In the passage on Appalachian anarchism below, copy word for word the part that opens with the words containing "In the Abrahamic" and closes with "have to be.".
------ DOCUMENT EXCERPT
Hensley begins his piece by presenting five values of Appalachia—“[i]ndividualism, community, self-sufficiency, self-reliance, and faith”—within which “we find an anarchism that has existed in the cities and rural communities for decades.” The first four of these values are absolutely central to anarchism and their presence in Appalachian culture is a compelling case for at least the groundwork for an emergent anarchism. And the last of these, faith, is not a necessary element of anarchism—at least in its religious sense—but when interpreted through the lens of Christian anarchism it begins to add up, and Hensley does this. He writes that Appalachian anarchism “is Christian anarchist in that faith is held dear to Appalachians who let the Bible guide them, despite 70% being unchurched and their native Christianity being decentralized and opposed to religious hierarchy and established churches.” This sort of thinking in anarchism absolutely has precedent. Gary Chartier writes in the foreword of Cam Rea’s God is an Anarchist,

In the Abrahamic traditions . . . it is clear, for instance, that belief in divine transcendence has undermined the idolization of political authority; that belief in individual access to God and to divine truth has strengthened belief in the capacity of ordinary people to make their own political decisions; and that Jesus’ praise of peace has inspired rejection of state-made wars and the search for a truly consensual society. Religion and authoritarianism may sometimes be allies, but the story is too mixed to make it reasonable to insist that they have to be.

David Fleming, in Surviving the Future, makes a compelling case too that makes a compelling case that religious culture—such as Appalachian Christianity—will be a central tool in creating a common context of trust, transparency, congruence, and collective decision making after the failure of the state and the collapse of the capitalist economy. He writes, “Religion provides meeting places in which people can come together building and sustaining friendships of social capital” and…

is the community speaking. It is culture in the service of the community. It is a framework for integrating care into the community’s life and culture; it takes charitable giving beyond the level of personal conscience and integrates it into the way the community sees itself and expresses itself.

He further speaks highly of the proactive proposal, paraphrased from Rabbi Johnathan Sacks, that “the community could start again, inventing its own synthesis of the traditions it has inherited—its own evolved tradition and narrative—helping its members to adapt the cultures they bring with them.”
------------
------ PROVIDED MATERIAL
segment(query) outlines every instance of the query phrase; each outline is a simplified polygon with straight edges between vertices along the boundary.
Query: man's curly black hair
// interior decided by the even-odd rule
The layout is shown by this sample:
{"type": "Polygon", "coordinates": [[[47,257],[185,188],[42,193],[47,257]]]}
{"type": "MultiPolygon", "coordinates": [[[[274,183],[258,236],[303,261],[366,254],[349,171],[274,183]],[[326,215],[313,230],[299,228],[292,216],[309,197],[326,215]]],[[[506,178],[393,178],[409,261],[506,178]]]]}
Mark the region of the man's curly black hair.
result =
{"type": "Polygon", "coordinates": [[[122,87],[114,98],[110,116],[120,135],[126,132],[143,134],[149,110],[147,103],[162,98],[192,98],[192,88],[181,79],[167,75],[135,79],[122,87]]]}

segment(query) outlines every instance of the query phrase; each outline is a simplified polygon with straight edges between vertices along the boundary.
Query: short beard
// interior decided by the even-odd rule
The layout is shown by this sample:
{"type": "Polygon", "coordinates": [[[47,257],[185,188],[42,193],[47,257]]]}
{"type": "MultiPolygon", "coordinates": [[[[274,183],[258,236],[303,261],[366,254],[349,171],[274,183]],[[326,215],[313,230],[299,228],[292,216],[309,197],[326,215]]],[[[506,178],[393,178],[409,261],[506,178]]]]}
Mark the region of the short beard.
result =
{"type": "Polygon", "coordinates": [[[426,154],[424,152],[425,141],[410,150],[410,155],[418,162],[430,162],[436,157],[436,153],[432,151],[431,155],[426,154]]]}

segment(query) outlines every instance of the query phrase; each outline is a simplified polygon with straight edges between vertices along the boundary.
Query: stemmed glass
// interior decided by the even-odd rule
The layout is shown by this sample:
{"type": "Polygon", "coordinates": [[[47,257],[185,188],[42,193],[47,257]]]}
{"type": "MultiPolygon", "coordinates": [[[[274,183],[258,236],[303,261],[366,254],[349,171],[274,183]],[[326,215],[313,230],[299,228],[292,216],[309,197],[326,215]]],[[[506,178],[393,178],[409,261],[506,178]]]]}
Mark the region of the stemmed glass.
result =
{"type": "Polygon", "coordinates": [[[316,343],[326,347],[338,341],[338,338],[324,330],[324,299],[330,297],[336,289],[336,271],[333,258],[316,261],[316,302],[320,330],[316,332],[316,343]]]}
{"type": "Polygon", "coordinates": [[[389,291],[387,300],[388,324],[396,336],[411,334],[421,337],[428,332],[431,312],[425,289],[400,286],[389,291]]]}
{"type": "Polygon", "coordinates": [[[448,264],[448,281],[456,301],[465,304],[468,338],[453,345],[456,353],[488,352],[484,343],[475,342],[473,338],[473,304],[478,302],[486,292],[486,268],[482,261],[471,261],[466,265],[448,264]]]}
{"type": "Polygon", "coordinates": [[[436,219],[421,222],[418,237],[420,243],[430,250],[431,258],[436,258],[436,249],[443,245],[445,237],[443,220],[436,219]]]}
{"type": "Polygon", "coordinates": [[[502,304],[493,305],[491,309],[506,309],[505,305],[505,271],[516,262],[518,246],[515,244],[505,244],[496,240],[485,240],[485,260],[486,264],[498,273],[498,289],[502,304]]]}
------------
(WORKED ANSWER)
In the Abrahamic traditions . . . it is clear, for instance, that belief in divine transcendence has undermined the idolization of political authority; that belief in individual access to God and to divine truth has strengthened belief in the capacity of ordinary people to make their own political decisions; and that Jesus’ praise of peace has inspired rejection of state-made wars and the search for a truly consensual society. Religion and authoritarianism may sometimes be allies, but the story is too mixed to make it reasonable to insist that they have to be.